* [TO DO] Rewrite the items below with the phrase "in this picture" replaced by "in this image" everywhere it occurs, keeping everything else the same and leaving out the pictures.
=== RECORDS ===
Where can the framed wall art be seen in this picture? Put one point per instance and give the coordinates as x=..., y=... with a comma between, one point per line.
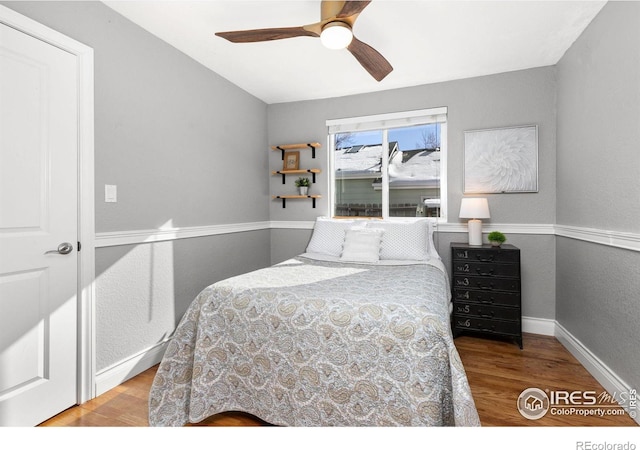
x=291, y=160
x=501, y=160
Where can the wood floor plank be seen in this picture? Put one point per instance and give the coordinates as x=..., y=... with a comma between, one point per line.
x=497, y=371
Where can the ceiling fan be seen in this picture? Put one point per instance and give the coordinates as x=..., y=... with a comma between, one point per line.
x=334, y=30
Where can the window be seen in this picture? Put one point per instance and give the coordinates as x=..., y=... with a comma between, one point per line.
===
* [EXERCISE RESULT]
Where can the framed wall art be seen in this image? Put one point per instance and give the coordinates as x=..., y=... with a comma between, one point per line.
x=291, y=160
x=501, y=160
Where can the wood floor plank be seen in this image? Put one point per instance and give the coordinates as x=..., y=... with a comma between, one point per line.
x=497, y=371
Where can the ceiling fan be seen in this image? Put one point per instance and give the coordinates as x=..., y=... with a comma between, one point per line.
x=334, y=30
Where can the window be seen in this image? Put one point per instance and give the coordinates as x=..., y=... with a comma between, one point per line.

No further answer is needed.